— 設問一覧 —
[a] 片岡一則さんの紹介文によると、片岡さんが2015年からセンター長を務めているのはどこですか。
[b] 片岡一則さんの紹介文を、最後の文の後から書き継いでください。

2023年の注目候補
片岡一則さん
「ナノマシン」開発

ノーベル賞の受賞が有力視される研究者の1人、片岡一則さんは東京都生まれの72歳。

東京大学大学院を修了後、東京女子医科大学の助教授や東京理科大学の教授を経て、1998年から東京大学の大学院で教授を務めました。2015年からは川崎市産業振興財団ナノ医療イノベーションセンターでセンター長を務めています。

片岡さんは、2万分の1から10万分の1ミリメートルほどの「ナノマシン」と呼ばれる小さな粒に薬を包み込み、体内の狙った組織に取り込ませる技術を開発しました。

片岡さんが開発したナノマシンはそれまでのものと比べて小型で、体が異物として認識しにくくなるため、より効率的に体内で薬を運べるようになったということです。

副作用が少ない、がんの治療薬や、効率よく脳に届くアルツハイマー病の治療薬など、さまざまな新薬の研究開発に応用されています。

2023年9月にはイギリスの学術情報サービス会社「クラリベイト」が、今後、受賞が有力視される研究者として片岡さんの名前を発表しました。

2023年9月19日 引用栄誉賞の受賞会見

クラリベイトの引用栄誉賞の受賞について片岡さんは「大変名誉なことであり、私の研究に興味を持っていただいた世界の研究者に感謝したい。『将来的に患者さんのためになることをする』というみずからのミッションを果たすための『種』を研究を通して、今後も供給していきたい」と話しました。

また、インパクトのある研究成果を挙げることができた理由について、「化学」と「医療」という異なる2つの分野にまたがる研究に取り組んできた点を挙げました。

データセットの抜粋
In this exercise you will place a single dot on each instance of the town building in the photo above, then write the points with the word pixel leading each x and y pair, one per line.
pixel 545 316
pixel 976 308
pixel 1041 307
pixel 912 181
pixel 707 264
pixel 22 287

— 各設問の解答 —
[a] 川崎市産業振興財団ナノ医療イノベーションセンターです。

[b]
片岡さんは「自分の専門知識や考え方が、ほかの分野の課題の解決に結びつくいうことがある。分野を超えて、今ある領域を超えた研究を続けることで、領域がさらに広がり、気がついたらインパクトのある研究になっているということだと思う」と話しました。

「長期的な視点で研究サポートを」

最近の日本の研究力について片岡さんは「『種』となる研究をやって、それを展開して世界の注目が集まるところまで仕上げていくという息の長い研究が日本は弱いと感じる。30代後半から40代前半ぐらいの研究者に思い切り研究をやらせることが大事で、研究費や雇用など、長期的な視点で研究をサポートする制度が必要だ」と述べました。

そのうえで、「インターネットやSNSの普及で、科学技術への関心が高まり、ある意味では、科学者にとって幸せな時代だ。一方で、自分たちに、どう役立つかというプレッシャーも高まっている。科学者は、それをきちんと受け止めて丁寧な説明をしていくことも大切だと思う」と話していました。